▸ TASK DIRECTIONS
Return all of the data exactly as given.
━━ DATA EXCERPTS ━━
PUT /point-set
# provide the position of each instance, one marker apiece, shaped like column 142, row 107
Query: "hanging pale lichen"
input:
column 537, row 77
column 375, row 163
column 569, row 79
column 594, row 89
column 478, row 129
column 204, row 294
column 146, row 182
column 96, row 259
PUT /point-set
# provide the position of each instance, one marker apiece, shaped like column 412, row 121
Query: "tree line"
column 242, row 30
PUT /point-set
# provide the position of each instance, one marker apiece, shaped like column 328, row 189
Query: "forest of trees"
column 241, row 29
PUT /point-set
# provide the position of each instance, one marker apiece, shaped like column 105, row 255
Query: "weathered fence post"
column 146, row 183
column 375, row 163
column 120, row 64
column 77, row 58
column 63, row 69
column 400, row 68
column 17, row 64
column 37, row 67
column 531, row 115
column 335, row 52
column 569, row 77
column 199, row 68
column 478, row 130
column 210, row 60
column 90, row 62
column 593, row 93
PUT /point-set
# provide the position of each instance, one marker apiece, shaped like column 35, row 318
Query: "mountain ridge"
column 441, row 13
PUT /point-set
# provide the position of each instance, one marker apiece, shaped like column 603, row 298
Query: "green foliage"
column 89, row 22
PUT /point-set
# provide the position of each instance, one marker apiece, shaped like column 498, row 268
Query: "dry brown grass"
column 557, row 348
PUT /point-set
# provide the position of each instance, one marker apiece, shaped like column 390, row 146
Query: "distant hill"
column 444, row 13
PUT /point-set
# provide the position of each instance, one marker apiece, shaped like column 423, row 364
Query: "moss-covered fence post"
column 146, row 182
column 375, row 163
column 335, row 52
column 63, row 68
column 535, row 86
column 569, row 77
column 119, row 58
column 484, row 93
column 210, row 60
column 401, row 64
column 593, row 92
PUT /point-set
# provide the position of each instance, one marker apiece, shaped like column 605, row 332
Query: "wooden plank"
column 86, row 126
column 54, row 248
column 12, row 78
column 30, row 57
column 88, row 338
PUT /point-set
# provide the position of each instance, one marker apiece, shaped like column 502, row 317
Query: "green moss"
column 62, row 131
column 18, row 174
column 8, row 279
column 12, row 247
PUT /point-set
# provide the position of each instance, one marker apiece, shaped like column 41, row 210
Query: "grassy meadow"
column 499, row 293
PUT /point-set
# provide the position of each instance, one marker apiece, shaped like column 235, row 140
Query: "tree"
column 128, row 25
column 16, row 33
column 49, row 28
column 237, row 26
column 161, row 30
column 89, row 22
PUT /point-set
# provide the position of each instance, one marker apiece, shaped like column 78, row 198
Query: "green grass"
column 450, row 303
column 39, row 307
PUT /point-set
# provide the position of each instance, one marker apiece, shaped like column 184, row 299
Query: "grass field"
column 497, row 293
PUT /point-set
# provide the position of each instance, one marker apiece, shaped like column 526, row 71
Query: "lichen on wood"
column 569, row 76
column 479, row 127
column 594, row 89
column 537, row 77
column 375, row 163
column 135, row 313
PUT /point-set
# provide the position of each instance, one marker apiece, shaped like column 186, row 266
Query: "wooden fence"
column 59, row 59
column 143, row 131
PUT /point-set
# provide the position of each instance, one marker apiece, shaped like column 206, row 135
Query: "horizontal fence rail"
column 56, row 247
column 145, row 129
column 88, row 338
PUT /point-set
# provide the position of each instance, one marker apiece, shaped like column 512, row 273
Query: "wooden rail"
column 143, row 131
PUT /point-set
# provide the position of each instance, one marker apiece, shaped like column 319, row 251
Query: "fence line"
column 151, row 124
━━━
▸ FINAL RESULT
PUT /point-set
# provide the position of each instance, one marker apiece, shaped like column 142, row 107
Query: "hanging pale lichen"
input:
column 537, row 77
column 375, row 163
column 569, row 79
column 594, row 89
column 478, row 129
column 204, row 294
column 146, row 182
column 96, row 259
PUT /point-set
# provide the position of each instance, one marker apiece, shaped like column 412, row 121
Query: "tree line"
column 242, row 30
PUT /point-set
# provide the position of each instance, one marker apiece, shaped like column 328, row 189
Query: "forest of trees"
column 241, row 29
PUT /point-set
# provide the position of each instance, one marker apiece, shaped like column 105, row 255
Query: "weathered fence post"
column 146, row 183
column 375, row 163
column 120, row 64
column 77, row 58
column 63, row 69
column 400, row 68
column 17, row 64
column 37, row 67
column 531, row 115
column 335, row 52
column 569, row 77
column 199, row 68
column 478, row 130
column 210, row 60
column 90, row 62
column 593, row 93
PUT /point-set
# provide the position of each instance, one marker apiece, shaped like column 35, row 318
Query: "mountain ridge"
column 441, row 13
PUT /point-set
# provide the position of each instance, one marker apiece, shaped like column 603, row 298
Query: "green foliage"
column 89, row 22
PUT /point-set
# provide the position of each instance, one marker apiece, shaped like column 498, row 268
Query: "dry brown grass"
column 557, row 348
PUT /point-set
# provide the position of each instance, one marker apiece, shaped like column 390, row 146
Query: "distant hill"
column 444, row 13
PUT /point-set
# provide the position of each instance, one marker apiece, shaped like column 423, row 364
Query: "moss-covered fence post"
column 146, row 182
column 375, row 163
column 335, row 52
column 63, row 68
column 535, row 86
column 569, row 77
column 119, row 58
column 484, row 93
column 210, row 60
column 401, row 64
column 593, row 92
PUT /point-set
# provide the position of each instance, one marker apiece, shaped like column 605, row 332
Query: "wooden plank"
column 86, row 126
column 54, row 248
column 12, row 78
column 30, row 57
column 88, row 338
PUT /point-set
# provide the position of each instance, one marker apiece, shaped like column 502, row 317
Query: "green moss"
column 62, row 131
column 18, row 174
column 8, row 279
column 12, row 247
PUT /point-set
# provide the position of each instance, one marker apiece, shaped like column 41, row 210
Query: "grassy meadow"
column 499, row 293
PUT /point-set
# provide the position of each instance, one marker apiece, shaped like column 235, row 140
Query: "tree"
column 128, row 25
column 16, row 33
column 49, row 28
column 237, row 26
column 161, row 30
column 89, row 22
PUT /point-set
# provide the position of each instance, one marker apiece, shaped like column 78, row 198
Query: "green grass"
column 450, row 303
column 39, row 307
PUT /point-set
# provide the position of each instance, one marker apiece, shaped like column 184, row 299
Query: "grass field"
column 497, row 293
PUT /point-set
# provide the position of each instance, one marker apiece, shaped like column 526, row 71
Query: "lichen on wood"
column 569, row 76
column 479, row 127
column 594, row 89
column 537, row 77
column 375, row 163
column 135, row 313
PUT /point-set
# provide the position of each instance, one marker apiece, shaped like column 186, row 266
Query: "wooden fence"
column 59, row 59
column 143, row 131
PUT /point-set
# provide the position of each instance, one marker apiece, shaped like column 206, row 135
Query: "horizontal fence rail"
column 56, row 247
column 145, row 129
column 88, row 338
PUT /point-set
# provide the position of each instance, one marker apiece, shaped like column 512, row 273
Query: "wooden rail"
column 143, row 131
PUT /point-set
# provide the position of each instance, one marker apiece, shaped like column 319, row 251
Query: "fence line"
column 151, row 124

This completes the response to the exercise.